» **Records from a data source**
··········

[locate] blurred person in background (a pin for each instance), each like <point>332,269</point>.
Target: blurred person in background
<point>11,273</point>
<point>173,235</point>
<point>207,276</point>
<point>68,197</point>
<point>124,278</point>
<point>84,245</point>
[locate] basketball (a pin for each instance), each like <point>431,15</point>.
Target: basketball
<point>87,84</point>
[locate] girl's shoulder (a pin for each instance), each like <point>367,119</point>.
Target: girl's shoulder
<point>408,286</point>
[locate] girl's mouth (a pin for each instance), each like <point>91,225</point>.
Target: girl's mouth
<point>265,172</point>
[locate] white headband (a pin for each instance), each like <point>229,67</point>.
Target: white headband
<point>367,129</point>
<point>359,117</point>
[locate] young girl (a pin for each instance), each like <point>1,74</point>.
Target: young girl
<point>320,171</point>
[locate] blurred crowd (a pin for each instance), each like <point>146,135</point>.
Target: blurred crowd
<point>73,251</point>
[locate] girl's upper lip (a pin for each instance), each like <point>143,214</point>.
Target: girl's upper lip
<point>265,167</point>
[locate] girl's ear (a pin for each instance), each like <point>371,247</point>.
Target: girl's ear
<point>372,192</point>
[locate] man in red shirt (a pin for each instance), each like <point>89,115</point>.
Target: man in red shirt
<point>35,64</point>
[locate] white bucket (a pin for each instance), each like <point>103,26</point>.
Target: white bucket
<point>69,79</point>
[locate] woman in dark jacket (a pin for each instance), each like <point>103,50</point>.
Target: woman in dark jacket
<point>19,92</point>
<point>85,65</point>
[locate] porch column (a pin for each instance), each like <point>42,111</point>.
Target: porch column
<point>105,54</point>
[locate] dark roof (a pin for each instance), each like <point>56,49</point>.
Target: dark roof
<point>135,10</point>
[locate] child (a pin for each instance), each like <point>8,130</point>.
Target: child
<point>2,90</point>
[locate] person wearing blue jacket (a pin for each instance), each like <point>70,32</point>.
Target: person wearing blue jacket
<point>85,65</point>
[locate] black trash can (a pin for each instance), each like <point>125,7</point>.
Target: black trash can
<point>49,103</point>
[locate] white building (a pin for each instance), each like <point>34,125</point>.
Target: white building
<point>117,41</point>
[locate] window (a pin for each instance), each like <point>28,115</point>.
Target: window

··········

» **WORK TO COMPLETE**
Copy every line of the data that holds the string "window".

» **THE COMPLETED TASK**
[locate] window (a pin for each instance), each like <point>28,115</point>.
Target: window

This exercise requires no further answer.